[start of PASSAGE SHOWN]
Using GPUs as number crunchers?

[NickK]

Hello, well it's my first post

I'm interested in a suggestion by a mate that it should be possible to use a GPU as a number cruncher. So it's early days on this idea.
The background is a large amount of number crunching. The amount of data is getting on for 8+ Gb for each model frame, these are split into 3D groups of any size required to improve memory cache hit ratio.

Basically what I would like to do is upload data and processing scripts to the graphics card then allow the GPU to perform number crunching (if the required operations can make use of the parallel pipelines then that'll be even better). Once processing is complete, the results can be offloaded back to normal memory and the process repeats.

I understand that loading/offloading data via AGP will be slow but with PCI express on the horizon this may change.

What's displayed on the screen is unimportant during the processing as the machine would be controlled via the a net connection.

Has anyone attempted this with the current crop of graphics cards?

 

[Simon F]

There were several papers on this topic at last year's Siggraph and Graphics Hardware conferences. I believe there is also a website collating these papers but I can't recall the site name at the moment.

 

[davefb]

http://www.gpgpu.org/

is that the one ?

-dave-

 

[Simon F]

That be it.

 

[NickK]

Thanks guys, it looks very promising and looks that the idea will fit my current thinking

All I need to do now is read up on the abilities and operations available to me from nVidia and ATi then work out the best way to batch process data.

Incidently - does anyone know if the graphics card manufacturers and PCI express will support multiple graphics cards on the same bus? I'm thinking one possible way to get a dense processing farm is to load up a PC with a set of graphics cards - depending on bus bandwidth and power drawn by the cards.

 

[CI]

PCI Express is a point-to-point design. Current chipset designs call for only one PCI-E x16 bus between the Northbridge and the graphics card. The rest of the PCI-E buses reside from the Southbridge (which would most likely to be x8 or less). Even if it's also x16, there could potentially be a bandwidth bottleneck between the Northbridge and Southbridge if there's one card at each end. Unless somebody comes up with a design that allows for dedicated routing of data traffic between 2 or more PCI-E x16 graphics cards and the Northbridge, multiple cards working in parallel (Eg: SLI style) on PC hardware is unlikely. There could be other issues as well, but the above's the one that occured to me immediately. IMO, it's unlikely to appear at consumer level anytime soon. Dunno about higher ends.
[end of PASSAGE SHOWN]
[start of RECORDS SHOWN]
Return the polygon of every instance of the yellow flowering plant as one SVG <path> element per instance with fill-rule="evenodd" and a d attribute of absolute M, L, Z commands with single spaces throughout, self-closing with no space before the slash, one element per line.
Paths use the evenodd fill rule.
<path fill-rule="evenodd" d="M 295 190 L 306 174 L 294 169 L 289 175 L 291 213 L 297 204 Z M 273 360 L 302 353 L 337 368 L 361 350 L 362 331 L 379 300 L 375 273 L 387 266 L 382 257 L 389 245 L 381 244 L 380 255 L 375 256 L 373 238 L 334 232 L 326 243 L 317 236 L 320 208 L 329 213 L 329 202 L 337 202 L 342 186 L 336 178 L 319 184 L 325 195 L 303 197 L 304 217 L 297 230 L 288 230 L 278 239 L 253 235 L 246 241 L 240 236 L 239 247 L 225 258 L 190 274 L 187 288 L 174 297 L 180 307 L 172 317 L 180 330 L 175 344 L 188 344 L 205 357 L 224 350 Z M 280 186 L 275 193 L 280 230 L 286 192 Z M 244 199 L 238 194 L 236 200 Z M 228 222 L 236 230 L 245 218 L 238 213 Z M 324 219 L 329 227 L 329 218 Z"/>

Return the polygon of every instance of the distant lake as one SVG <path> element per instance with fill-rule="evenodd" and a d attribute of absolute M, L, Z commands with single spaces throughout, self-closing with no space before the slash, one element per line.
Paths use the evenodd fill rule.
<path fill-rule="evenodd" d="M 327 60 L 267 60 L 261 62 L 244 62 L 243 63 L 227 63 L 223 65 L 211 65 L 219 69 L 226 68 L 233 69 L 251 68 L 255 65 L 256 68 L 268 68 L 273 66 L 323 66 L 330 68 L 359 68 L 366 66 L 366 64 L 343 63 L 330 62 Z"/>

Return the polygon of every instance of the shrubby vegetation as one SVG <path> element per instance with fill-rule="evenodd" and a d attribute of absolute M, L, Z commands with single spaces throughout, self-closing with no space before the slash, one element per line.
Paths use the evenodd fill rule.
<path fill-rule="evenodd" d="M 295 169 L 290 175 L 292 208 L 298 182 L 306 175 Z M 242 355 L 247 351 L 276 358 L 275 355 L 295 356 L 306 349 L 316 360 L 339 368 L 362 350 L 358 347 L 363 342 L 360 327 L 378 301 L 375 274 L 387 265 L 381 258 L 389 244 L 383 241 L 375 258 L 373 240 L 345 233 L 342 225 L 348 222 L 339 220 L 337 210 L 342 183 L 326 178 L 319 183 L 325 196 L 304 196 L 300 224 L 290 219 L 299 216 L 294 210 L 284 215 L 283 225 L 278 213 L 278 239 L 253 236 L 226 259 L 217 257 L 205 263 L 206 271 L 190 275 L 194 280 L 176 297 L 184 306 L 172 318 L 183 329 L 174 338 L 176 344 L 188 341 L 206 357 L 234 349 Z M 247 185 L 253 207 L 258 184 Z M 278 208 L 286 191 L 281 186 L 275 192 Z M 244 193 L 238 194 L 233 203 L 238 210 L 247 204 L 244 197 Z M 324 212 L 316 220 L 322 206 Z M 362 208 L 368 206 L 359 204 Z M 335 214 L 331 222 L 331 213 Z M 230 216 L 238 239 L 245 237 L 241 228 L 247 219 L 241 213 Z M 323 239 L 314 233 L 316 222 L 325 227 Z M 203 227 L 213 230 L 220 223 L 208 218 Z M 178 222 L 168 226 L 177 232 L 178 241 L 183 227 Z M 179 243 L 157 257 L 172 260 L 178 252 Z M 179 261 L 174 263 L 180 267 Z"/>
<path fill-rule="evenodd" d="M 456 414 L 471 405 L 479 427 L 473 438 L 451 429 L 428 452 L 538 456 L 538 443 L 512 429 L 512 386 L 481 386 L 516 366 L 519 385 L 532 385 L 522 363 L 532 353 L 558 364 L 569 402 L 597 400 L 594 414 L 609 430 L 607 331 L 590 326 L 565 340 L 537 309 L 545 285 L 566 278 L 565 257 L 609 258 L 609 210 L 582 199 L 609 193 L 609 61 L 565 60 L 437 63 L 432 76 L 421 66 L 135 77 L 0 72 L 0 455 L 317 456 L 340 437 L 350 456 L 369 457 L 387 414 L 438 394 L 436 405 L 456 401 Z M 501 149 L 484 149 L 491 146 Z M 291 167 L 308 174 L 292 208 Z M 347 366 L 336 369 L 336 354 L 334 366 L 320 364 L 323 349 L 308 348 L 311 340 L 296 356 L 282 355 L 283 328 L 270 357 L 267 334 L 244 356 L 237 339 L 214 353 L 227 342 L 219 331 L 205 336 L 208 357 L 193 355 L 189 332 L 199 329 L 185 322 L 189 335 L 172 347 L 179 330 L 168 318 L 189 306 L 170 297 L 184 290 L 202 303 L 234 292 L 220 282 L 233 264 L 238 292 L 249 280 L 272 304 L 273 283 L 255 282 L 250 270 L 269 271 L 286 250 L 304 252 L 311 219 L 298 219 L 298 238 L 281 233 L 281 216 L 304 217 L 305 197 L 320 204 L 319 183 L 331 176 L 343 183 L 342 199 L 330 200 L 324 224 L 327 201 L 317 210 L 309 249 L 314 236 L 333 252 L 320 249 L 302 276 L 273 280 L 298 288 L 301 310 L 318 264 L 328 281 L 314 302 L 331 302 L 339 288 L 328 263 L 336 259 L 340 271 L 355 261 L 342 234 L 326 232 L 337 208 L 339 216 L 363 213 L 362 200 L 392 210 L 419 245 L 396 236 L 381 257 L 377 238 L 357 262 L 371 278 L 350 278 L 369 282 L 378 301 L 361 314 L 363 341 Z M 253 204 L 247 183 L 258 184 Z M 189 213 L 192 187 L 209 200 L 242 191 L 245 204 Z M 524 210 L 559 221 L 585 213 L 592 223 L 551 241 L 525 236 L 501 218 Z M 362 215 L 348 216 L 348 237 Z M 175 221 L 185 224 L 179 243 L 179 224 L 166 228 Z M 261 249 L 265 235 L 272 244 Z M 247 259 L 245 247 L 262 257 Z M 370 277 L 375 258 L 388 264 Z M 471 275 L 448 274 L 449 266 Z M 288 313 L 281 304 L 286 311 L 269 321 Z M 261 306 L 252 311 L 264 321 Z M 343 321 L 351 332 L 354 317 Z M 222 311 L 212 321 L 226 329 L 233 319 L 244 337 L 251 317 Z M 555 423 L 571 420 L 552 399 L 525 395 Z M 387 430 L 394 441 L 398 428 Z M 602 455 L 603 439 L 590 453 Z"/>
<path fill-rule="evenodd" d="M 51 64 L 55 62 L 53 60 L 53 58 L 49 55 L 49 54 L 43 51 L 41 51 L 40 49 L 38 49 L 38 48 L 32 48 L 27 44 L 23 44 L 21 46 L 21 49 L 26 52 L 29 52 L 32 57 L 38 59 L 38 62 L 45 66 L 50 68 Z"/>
[end of RECORDS SHOWN]
◆ SET PROBLEM 1 ◆
Answer these about the forum thread on using GPUs as number crunchers:
(a) How much data does NickK say each model frame amounts to?
(b) What website address does davefb post?
(c) According to CI, where do the PCI-E buses other than the single x16 one reside?
◆ SET PROBLEM 2 ◆
Write what comes next in the forum thread on using GPUs as number crunchers, following on from CI's last post.

◆ EXPECTED OUTPUT 1 ◆
(a) Getting on for 8+ Gb per model frame.
(b) http://www.gpgpu.org/
(c) They reside from the Southbridge.

◆ EXPECTED OUTPUT 2 ◆
The closest to having multiple processors now would be 3DLab's Realizm with its VSU + dual VPUs on a single PCI-E x16 card. Maybe someone could confirm or correct me...

 

[Diplo]

The issue has even turned up on Slashdot.

After seeing the press releases from both Nvidia and ATI announcing their next generation video card offerings, it got me to thinking about what else could be done with that raw processing power. These new cards weigh in with transistor counts of 220 and 160 million (respectively) with the P4 EE core at a count of 29 million. What could my video card be doing for me while I am not playing the latest 3d games? A quick search brought me to some preliminary work done at the University of Washington with a GeForce4 TI 4600 pitted against a 1.5GHz P4. My Favorite excerpt from the paper: 'For a 1500x1500 matrix, the GPU outperforms the CPU by a factor of 3.2.' A PDF of the paper is available here."

- http://developers.slashdot.org/arti...39204&mode=thread&tid=152&tid=185

 

[KimB]

That's pretty exciting, really. Using the two vector processors on the GeForce4 they achieved greater throughput than a CPU. Imagine what an NV40 can do with all 16 of its pixel pipelines and two shader units per pipeline can do?

 

[accidentalsuccess]

I am *HIGHLY* interested in this for use in molecular modeling (calculations use a ton of matrix algebra).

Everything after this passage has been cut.